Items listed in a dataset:
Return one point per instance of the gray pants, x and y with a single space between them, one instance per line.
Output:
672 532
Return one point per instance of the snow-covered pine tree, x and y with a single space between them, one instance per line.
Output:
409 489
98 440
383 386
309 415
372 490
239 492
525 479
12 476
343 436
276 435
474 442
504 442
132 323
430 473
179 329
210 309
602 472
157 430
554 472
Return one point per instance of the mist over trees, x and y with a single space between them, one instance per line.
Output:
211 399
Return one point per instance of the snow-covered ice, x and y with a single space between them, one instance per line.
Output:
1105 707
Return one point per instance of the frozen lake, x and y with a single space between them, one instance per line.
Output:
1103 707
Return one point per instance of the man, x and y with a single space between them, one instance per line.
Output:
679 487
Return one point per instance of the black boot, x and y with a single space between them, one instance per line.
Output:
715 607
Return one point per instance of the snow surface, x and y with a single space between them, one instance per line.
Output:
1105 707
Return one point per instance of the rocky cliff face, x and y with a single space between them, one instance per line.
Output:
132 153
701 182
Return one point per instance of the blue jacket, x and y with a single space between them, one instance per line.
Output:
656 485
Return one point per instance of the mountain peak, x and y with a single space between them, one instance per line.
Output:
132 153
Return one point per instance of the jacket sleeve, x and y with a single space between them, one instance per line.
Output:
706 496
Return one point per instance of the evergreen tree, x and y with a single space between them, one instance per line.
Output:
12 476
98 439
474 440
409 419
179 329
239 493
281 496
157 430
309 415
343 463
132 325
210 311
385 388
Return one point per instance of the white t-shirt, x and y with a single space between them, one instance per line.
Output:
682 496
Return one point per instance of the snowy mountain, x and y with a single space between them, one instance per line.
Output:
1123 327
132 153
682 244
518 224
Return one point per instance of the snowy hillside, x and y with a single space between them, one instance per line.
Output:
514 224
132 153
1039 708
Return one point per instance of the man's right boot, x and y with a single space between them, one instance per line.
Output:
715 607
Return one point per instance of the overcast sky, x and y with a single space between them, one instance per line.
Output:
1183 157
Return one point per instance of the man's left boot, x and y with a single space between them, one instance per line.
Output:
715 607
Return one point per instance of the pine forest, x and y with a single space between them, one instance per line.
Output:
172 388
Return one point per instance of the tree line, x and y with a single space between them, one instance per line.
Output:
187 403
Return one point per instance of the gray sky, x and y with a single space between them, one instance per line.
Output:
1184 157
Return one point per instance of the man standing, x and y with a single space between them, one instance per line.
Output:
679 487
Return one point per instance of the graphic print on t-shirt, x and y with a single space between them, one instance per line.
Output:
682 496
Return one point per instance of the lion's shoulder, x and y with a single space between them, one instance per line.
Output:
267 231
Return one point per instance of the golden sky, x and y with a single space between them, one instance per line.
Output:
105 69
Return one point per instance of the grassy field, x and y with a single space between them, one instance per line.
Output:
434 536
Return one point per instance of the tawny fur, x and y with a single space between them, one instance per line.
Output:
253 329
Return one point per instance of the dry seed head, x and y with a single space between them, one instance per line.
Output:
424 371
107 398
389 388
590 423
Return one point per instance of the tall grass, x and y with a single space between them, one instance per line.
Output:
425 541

AIM OF THE EXERCISE
Determine how many lines above contain the string "snowy". Give only that number.

RESULT OF THIS EXERCISE
2